Your task: Rescale the rows from the line containing "Can you find the beech" through the line containing "[0,305,599,425]", inclusive, repeating every line with its request and multiplying each bounding-box coordinate by 2.2, rounded to whole numbers with halves going up. Return only those lines.

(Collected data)
========================

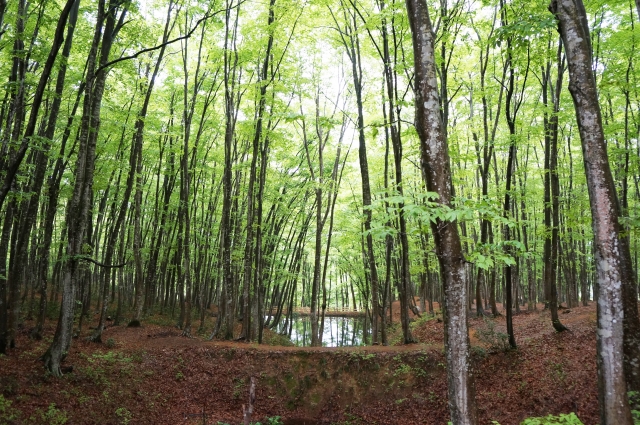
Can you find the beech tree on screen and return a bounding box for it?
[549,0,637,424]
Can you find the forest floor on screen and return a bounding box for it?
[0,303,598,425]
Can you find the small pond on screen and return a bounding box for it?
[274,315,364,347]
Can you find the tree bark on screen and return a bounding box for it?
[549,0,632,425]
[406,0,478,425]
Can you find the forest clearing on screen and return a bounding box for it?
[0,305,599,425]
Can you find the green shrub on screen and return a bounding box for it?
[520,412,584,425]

========================

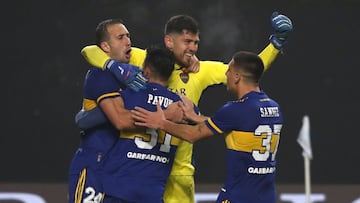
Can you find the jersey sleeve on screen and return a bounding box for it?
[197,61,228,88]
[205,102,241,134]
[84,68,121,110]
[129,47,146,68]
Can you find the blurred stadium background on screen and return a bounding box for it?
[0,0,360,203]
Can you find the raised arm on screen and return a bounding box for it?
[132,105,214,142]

========================

Worked solution:
Can you find the beech tree on screen and return a bounding box for it?
[1208,0,1401,933]
Can you find the forest floor on screen and return a bounding box for it?
[0,667,1316,935]
Can you find the small pond on screen and return a bounding box for it?
[603,693,801,763]
Can you find the tree bark on screen and return a bounding box for it?
[1208,0,1390,935]
[893,0,1052,935]
Can you find the forest clearing on screen and return a bounding box for it?
[0,671,1318,935]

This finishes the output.